Image region labeling entries
········
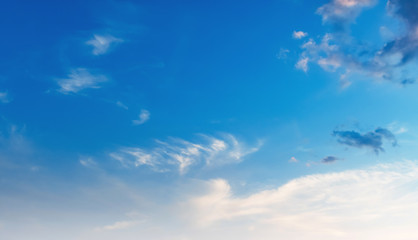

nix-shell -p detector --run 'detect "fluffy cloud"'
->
[57,68,107,94]
[95,221,142,231]
[4,161,418,240]
[188,162,418,240]
[317,0,376,27]
[296,0,418,86]
[292,31,308,39]
[321,156,340,163]
[86,35,123,55]
[132,109,151,125]
[333,128,397,154]
[110,134,260,174]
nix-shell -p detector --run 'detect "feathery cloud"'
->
[292,31,308,39]
[321,156,340,163]
[187,159,418,240]
[333,128,397,154]
[86,34,123,55]
[296,0,418,86]
[57,68,107,94]
[132,109,151,125]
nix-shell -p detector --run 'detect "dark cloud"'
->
[333,128,397,154]
[316,0,376,30]
[296,0,418,86]
[321,156,340,163]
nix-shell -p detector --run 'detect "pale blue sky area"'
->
[0,0,418,240]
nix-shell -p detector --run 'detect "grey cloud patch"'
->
[110,134,261,174]
[86,34,123,55]
[297,0,418,86]
[316,0,376,29]
[333,128,397,154]
[321,156,340,163]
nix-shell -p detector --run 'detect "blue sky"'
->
[0,0,418,240]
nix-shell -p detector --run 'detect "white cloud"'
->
[292,31,308,39]
[110,134,261,174]
[295,57,309,72]
[184,161,418,240]
[79,157,97,167]
[132,109,151,125]
[0,92,11,103]
[57,68,107,94]
[86,35,123,55]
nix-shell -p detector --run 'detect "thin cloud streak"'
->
[110,134,261,174]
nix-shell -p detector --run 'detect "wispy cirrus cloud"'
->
[86,34,123,55]
[132,109,151,125]
[296,0,418,87]
[333,128,397,154]
[57,68,108,94]
[187,162,418,240]
[110,134,261,174]
[292,31,308,39]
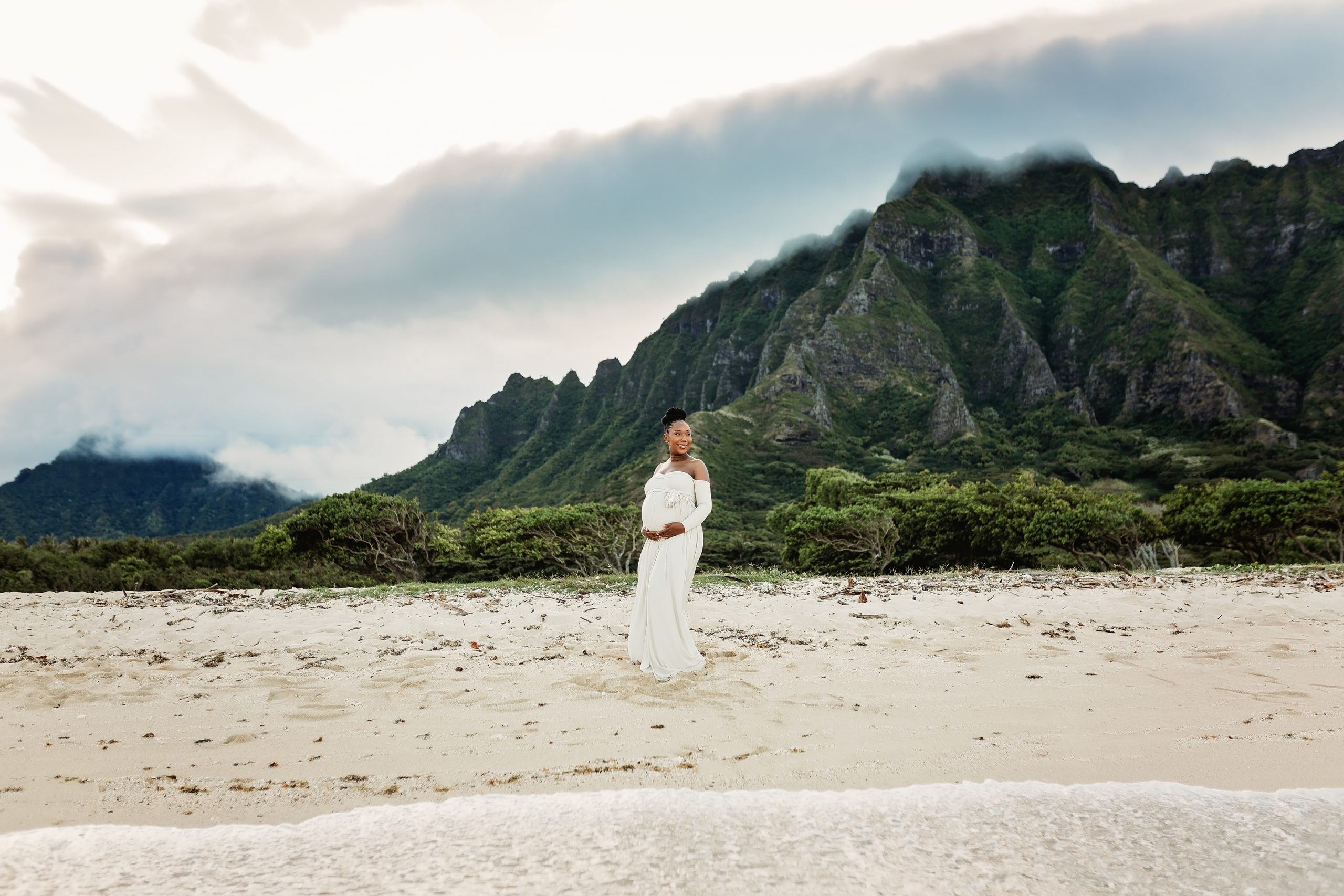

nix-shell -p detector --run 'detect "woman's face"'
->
[663,420,691,454]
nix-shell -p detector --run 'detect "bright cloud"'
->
[0,0,1344,492]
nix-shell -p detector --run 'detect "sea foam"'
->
[0,781,1344,896]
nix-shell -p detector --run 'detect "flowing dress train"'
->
[629,470,711,681]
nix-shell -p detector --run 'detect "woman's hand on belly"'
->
[658,523,686,539]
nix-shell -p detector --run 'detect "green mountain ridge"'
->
[364,142,1344,529]
[0,437,305,540]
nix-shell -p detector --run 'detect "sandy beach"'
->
[0,571,1344,831]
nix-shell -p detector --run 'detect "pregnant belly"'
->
[640,492,691,529]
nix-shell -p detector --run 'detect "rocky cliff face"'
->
[368,138,1344,517]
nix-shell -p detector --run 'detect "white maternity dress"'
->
[629,470,711,681]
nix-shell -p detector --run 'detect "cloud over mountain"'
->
[0,3,1344,490]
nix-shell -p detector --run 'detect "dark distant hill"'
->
[0,437,302,540]
[365,144,1344,525]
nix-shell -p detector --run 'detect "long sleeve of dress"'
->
[681,480,713,532]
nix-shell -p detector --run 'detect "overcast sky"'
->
[0,0,1344,492]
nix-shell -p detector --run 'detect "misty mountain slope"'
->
[365,144,1344,525]
[0,437,302,540]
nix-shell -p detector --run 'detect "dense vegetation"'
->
[365,145,1344,540]
[10,468,1344,591]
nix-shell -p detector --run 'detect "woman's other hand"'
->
[658,523,686,539]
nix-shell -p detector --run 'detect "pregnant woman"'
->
[629,407,710,681]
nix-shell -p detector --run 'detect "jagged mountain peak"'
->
[368,135,1344,529]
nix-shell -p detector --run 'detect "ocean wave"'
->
[0,781,1344,896]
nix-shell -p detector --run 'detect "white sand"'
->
[0,572,1344,831]
[0,783,1344,896]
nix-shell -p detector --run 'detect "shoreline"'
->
[0,570,1344,833]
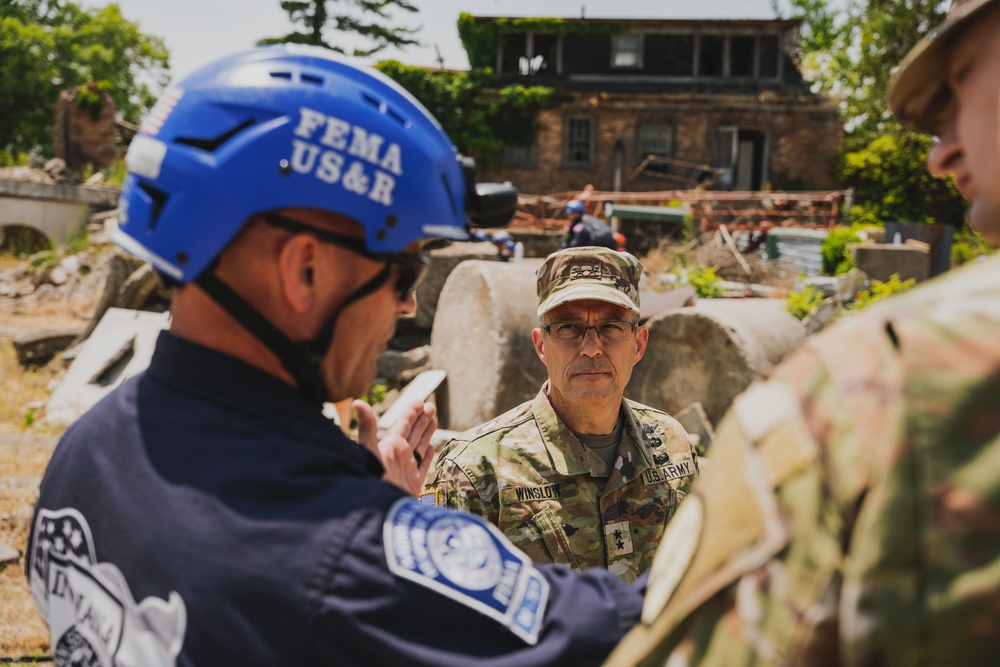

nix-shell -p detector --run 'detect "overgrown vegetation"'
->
[951,228,994,266]
[785,273,916,320]
[376,60,554,168]
[820,227,861,276]
[0,0,170,160]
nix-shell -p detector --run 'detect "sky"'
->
[82,0,820,80]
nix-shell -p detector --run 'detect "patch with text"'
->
[383,498,549,645]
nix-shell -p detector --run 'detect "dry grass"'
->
[0,339,60,658]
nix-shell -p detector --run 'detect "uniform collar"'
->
[531,382,653,481]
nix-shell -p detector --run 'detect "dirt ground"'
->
[0,247,108,664]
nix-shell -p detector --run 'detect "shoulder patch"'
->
[383,498,549,645]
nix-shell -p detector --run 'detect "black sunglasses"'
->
[263,213,430,300]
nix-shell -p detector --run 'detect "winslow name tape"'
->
[383,498,549,645]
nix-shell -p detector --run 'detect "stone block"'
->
[848,243,931,283]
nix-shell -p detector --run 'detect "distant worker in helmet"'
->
[563,199,618,250]
[26,46,641,667]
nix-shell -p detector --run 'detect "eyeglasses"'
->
[263,213,430,301]
[542,320,636,345]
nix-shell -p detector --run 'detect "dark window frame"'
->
[563,115,597,169]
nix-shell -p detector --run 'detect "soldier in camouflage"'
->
[608,0,1000,667]
[421,247,698,581]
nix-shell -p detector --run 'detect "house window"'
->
[729,35,757,78]
[565,117,594,167]
[636,125,674,162]
[501,142,538,168]
[611,35,642,68]
[698,35,726,76]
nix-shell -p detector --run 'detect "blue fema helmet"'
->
[113,45,517,283]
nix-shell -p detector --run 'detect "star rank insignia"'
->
[604,521,632,559]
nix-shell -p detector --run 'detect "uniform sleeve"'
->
[421,456,499,524]
[314,500,642,667]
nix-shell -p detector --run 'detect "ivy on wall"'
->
[375,60,555,169]
[458,13,638,68]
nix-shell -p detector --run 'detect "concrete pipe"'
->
[431,259,546,431]
[625,299,805,424]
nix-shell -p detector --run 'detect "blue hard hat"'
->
[114,45,517,283]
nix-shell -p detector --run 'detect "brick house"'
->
[460,16,844,194]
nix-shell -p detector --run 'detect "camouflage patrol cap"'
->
[535,246,642,317]
[887,0,998,134]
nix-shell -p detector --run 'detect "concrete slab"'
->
[45,308,170,424]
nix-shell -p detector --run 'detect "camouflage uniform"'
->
[609,257,1000,667]
[422,387,698,581]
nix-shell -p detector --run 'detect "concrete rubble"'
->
[625,299,805,424]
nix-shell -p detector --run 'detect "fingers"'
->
[351,400,378,454]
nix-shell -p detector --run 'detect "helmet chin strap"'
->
[194,262,392,405]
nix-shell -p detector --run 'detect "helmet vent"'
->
[361,93,409,127]
[139,182,168,231]
[441,174,458,215]
[174,118,254,153]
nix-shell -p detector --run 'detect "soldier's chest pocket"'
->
[499,487,583,570]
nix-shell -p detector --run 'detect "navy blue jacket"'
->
[26,333,642,667]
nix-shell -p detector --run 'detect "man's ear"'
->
[632,327,649,366]
[278,234,319,313]
[531,329,545,364]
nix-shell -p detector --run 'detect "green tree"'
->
[774,0,965,227]
[0,0,170,161]
[257,0,420,57]
[839,130,966,228]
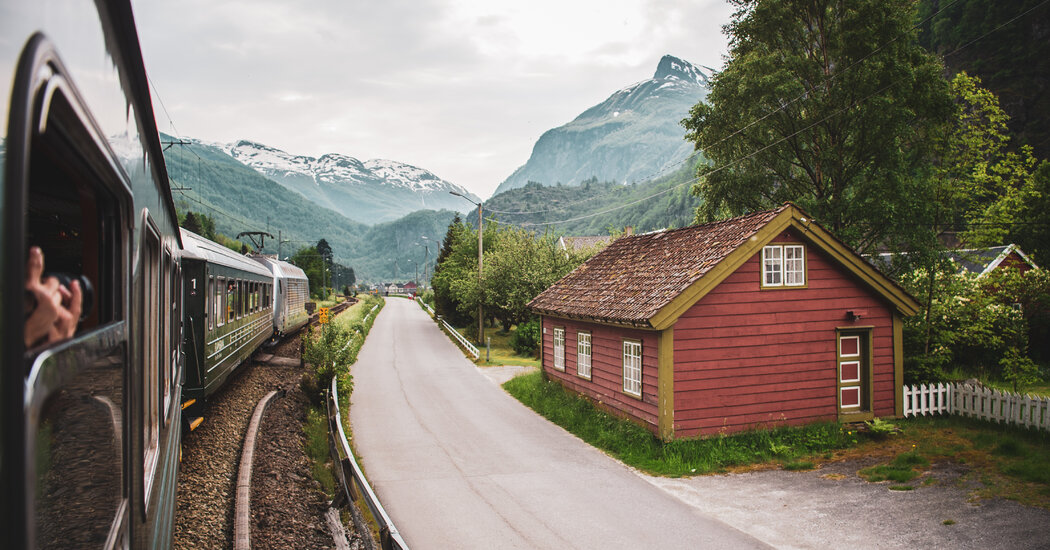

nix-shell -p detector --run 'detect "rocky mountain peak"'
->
[653,56,708,87]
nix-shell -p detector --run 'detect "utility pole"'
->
[449,191,485,344]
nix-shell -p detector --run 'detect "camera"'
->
[25,273,95,322]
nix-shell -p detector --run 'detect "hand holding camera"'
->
[24,247,84,348]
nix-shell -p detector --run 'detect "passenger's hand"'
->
[24,247,82,348]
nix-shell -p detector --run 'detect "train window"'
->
[135,210,163,502]
[171,261,183,419]
[212,277,226,329]
[225,279,237,321]
[9,35,133,548]
[204,277,215,331]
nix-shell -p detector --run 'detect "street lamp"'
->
[408,258,419,289]
[449,191,485,344]
[417,235,431,287]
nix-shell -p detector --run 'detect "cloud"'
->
[134,0,731,196]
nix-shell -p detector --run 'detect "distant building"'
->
[876,245,1038,277]
[558,235,612,251]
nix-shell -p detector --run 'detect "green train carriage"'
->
[181,229,274,429]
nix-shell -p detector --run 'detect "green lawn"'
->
[478,325,540,366]
[503,373,1050,509]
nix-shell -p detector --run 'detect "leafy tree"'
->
[918,0,1050,158]
[901,269,1050,389]
[183,212,204,235]
[315,238,332,268]
[289,247,324,296]
[431,214,478,326]
[931,72,1050,264]
[683,0,951,252]
[433,224,594,332]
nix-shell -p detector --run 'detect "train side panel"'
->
[0,0,183,548]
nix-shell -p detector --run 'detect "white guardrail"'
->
[416,296,481,359]
[326,378,408,550]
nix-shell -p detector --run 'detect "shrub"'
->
[301,323,354,406]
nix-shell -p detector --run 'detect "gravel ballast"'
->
[173,337,354,549]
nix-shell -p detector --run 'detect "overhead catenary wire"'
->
[490,0,1050,228]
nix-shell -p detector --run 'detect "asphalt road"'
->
[350,299,768,550]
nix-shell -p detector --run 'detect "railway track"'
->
[173,319,363,549]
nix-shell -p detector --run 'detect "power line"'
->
[175,189,266,231]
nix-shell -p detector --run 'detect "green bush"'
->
[510,320,540,355]
[301,323,356,406]
[901,263,1050,389]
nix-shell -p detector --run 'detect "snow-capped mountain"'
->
[227,140,481,224]
[496,56,713,194]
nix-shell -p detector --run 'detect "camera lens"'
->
[44,273,95,321]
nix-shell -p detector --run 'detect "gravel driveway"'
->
[639,459,1050,549]
[479,366,1050,549]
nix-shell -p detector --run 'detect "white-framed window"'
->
[554,327,565,371]
[762,245,805,287]
[576,333,590,380]
[624,340,642,397]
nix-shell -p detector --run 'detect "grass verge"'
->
[503,373,1050,509]
[478,325,540,366]
[503,373,857,477]
[302,295,384,542]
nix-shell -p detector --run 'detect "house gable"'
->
[649,205,921,331]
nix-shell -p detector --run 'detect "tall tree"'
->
[183,212,203,235]
[930,72,1050,257]
[919,0,1050,158]
[683,0,952,251]
[316,238,332,268]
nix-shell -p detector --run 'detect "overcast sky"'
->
[134,0,732,198]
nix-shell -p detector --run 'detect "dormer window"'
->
[762,245,805,288]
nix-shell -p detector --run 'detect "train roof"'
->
[179,228,271,277]
[251,254,307,280]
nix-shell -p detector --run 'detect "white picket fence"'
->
[904,383,1050,431]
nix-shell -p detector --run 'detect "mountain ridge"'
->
[494,55,710,196]
[214,140,481,225]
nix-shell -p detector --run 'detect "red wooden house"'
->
[530,204,919,439]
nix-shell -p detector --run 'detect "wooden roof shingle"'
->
[529,205,791,326]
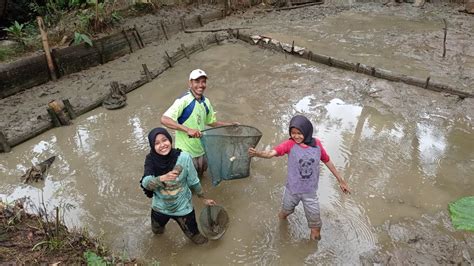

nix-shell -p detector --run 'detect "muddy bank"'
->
[0,199,136,265]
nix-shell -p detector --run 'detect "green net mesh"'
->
[201,125,262,186]
[448,196,474,231]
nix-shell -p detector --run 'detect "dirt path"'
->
[0,3,474,150]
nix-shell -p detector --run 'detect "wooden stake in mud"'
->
[0,131,12,152]
[48,100,71,126]
[223,0,229,17]
[132,31,142,49]
[443,18,448,58]
[198,15,204,27]
[142,64,152,82]
[133,25,145,49]
[36,17,58,81]
[122,29,133,53]
[181,43,189,59]
[160,21,169,40]
[165,51,173,67]
[199,38,206,51]
[180,17,186,31]
[63,99,77,119]
[46,107,61,127]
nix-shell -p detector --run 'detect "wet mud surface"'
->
[0,1,474,265]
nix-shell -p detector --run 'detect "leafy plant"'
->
[84,250,107,266]
[4,20,26,42]
[74,31,93,46]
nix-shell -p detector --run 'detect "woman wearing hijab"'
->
[140,128,216,244]
[249,115,350,240]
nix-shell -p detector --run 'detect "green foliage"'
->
[4,20,26,42]
[31,238,64,251]
[0,47,16,62]
[74,31,93,46]
[84,250,107,266]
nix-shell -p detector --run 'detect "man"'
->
[161,69,238,178]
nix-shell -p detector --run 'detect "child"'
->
[140,128,216,244]
[249,115,350,240]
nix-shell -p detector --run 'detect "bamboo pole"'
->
[443,18,448,58]
[142,64,152,82]
[63,99,77,119]
[0,131,12,152]
[184,27,250,33]
[36,16,58,81]
[122,29,133,53]
[160,21,169,40]
[181,43,189,59]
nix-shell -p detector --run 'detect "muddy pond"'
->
[0,43,474,265]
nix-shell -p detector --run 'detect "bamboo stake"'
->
[443,18,448,58]
[0,131,12,152]
[180,17,186,31]
[36,16,58,81]
[199,38,206,51]
[184,27,250,33]
[160,21,169,40]
[122,29,133,53]
[425,77,431,89]
[181,43,189,59]
[165,51,173,67]
[63,99,77,119]
[142,64,152,82]
[46,108,61,127]
[198,15,204,27]
[133,25,145,48]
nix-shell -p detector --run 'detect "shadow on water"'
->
[0,44,474,264]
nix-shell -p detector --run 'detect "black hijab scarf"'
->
[140,127,181,198]
[289,115,316,147]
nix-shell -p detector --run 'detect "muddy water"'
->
[0,44,474,265]
[255,4,474,92]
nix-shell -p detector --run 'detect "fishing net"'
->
[199,205,229,240]
[201,125,262,186]
[448,196,474,231]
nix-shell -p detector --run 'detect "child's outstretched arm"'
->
[324,160,351,194]
[249,147,278,159]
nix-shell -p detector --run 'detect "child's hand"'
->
[339,180,351,194]
[160,170,179,182]
[202,199,216,206]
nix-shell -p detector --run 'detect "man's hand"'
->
[202,199,216,206]
[339,180,351,194]
[160,170,179,182]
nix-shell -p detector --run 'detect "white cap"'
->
[189,69,207,80]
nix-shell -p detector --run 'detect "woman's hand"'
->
[160,169,179,182]
[186,128,202,138]
[249,147,257,157]
[202,199,216,206]
[339,180,351,194]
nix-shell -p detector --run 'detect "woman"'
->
[140,128,216,244]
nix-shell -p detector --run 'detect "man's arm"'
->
[161,115,202,138]
[208,121,240,127]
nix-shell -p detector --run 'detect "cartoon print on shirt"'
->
[298,158,314,179]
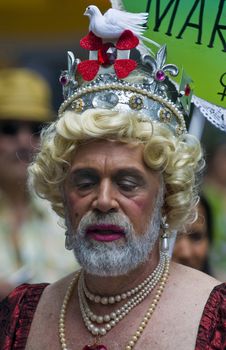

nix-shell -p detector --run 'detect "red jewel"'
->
[82,345,107,350]
[114,59,137,79]
[59,75,69,86]
[98,43,117,67]
[155,69,166,81]
[184,84,191,96]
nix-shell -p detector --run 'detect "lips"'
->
[86,224,125,242]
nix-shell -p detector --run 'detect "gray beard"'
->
[66,186,163,276]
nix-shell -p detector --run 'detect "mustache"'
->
[77,211,133,237]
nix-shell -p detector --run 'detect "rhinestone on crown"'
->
[59,31,189,136]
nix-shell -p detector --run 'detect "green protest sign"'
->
[122,0,226,108]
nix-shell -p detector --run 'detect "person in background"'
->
[0,68,74,298]
[203,138,226,281]
[173,196,213,275]
[0,5,226,350]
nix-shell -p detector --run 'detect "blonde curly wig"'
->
[29,109,204,229]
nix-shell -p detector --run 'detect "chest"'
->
[26,298,199,350]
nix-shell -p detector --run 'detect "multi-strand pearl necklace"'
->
[80,253,164,305]
[59,254,169,350]
[78,254,165,336]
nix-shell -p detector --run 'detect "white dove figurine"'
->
[84,5,159,47]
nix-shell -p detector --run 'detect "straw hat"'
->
[0,68,54,122]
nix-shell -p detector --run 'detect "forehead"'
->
[71,140,159,177]
[72,140,145,166]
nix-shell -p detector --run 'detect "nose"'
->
[92,179,119,213]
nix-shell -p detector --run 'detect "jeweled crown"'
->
[59,5,191,135]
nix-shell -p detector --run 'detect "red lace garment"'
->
[0,283,226,350]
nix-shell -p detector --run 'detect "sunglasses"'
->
[0,120,44,136]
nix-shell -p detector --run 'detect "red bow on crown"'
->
[77,30,139,81]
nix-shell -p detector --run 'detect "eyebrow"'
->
[71,167,144,180]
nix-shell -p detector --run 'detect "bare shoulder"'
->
[26,274,77,350]
[171,262,221,305]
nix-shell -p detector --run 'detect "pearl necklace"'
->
[59,255,169,350]
[78,254,165,336]
[80,252,164,305]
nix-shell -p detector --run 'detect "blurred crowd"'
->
[0,68,75,298]
[0,63,226,298]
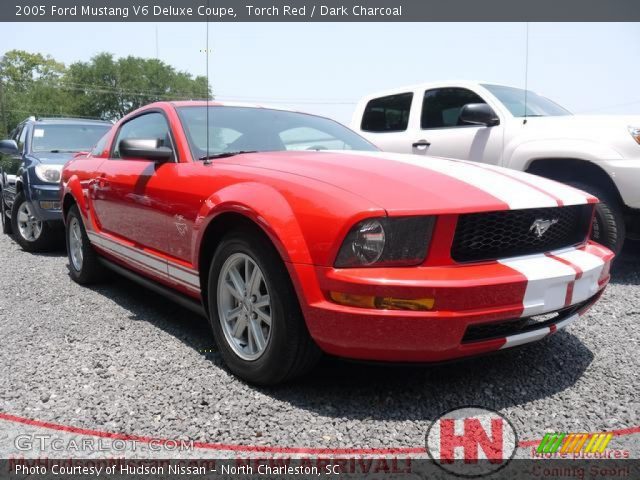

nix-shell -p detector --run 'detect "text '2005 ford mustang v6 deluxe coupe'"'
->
[62,102,613,384]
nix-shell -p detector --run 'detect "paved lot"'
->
[0,231,640,456]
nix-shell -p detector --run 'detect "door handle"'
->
[412,140,431,150]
········
→ TASK GOAL
The lines to reproduce run from the line containing "ford mustang v6" to the end of the listing; write them out exactly and add nothing.

→ SOLVED PROBLEM
nix-shell -p detector --run 'detect "text '2005 ford mustang v6 deluxe coupe'"'
->
[62,102,613,384]
nix-shell -p detector --run 'detect "paved lot"'
->
[0,231,640,456]
nix-shell -p detector --run 'detect "door handle"'
->
[412,140,431,150]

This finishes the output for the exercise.